### Description of the task
Leave out every line that comes before the one containing "pixel 350 326", and reproduce the rest of the listing below exactly, through its last line.

----- Entries supplied

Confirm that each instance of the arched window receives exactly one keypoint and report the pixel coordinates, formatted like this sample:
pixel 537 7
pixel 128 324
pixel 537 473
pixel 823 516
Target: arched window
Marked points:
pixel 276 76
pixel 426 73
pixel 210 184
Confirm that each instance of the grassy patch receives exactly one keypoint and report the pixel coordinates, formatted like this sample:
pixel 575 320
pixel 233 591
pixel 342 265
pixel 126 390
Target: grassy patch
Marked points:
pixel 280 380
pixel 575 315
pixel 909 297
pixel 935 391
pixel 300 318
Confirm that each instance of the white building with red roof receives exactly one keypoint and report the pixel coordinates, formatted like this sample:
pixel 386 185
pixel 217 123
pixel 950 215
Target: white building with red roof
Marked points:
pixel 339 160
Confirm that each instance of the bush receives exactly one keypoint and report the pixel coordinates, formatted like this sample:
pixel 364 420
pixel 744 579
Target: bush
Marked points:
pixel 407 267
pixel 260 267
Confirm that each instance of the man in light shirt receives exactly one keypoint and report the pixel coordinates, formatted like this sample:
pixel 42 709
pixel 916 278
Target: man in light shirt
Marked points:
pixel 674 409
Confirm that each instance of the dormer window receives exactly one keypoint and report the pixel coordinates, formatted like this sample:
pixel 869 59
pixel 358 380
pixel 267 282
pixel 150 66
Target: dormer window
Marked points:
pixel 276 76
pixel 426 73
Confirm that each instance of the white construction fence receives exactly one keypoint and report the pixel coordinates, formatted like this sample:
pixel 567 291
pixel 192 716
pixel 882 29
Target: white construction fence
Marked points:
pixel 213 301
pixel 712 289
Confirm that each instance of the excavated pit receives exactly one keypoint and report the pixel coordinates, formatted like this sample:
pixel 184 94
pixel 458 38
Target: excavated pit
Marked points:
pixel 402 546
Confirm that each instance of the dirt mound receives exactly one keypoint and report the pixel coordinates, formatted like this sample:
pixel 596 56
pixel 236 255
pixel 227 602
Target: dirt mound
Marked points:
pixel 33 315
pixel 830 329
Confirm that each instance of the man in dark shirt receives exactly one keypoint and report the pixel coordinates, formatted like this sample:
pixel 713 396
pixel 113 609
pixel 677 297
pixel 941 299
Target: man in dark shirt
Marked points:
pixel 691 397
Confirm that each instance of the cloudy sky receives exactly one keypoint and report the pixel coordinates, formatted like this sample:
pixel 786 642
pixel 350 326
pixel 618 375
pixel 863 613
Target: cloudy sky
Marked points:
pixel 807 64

----------

### Output below
pixel 350 326
pixel 618 375
pixel 863 613
Target: cloudy sky
Marked points:
pixel 807 64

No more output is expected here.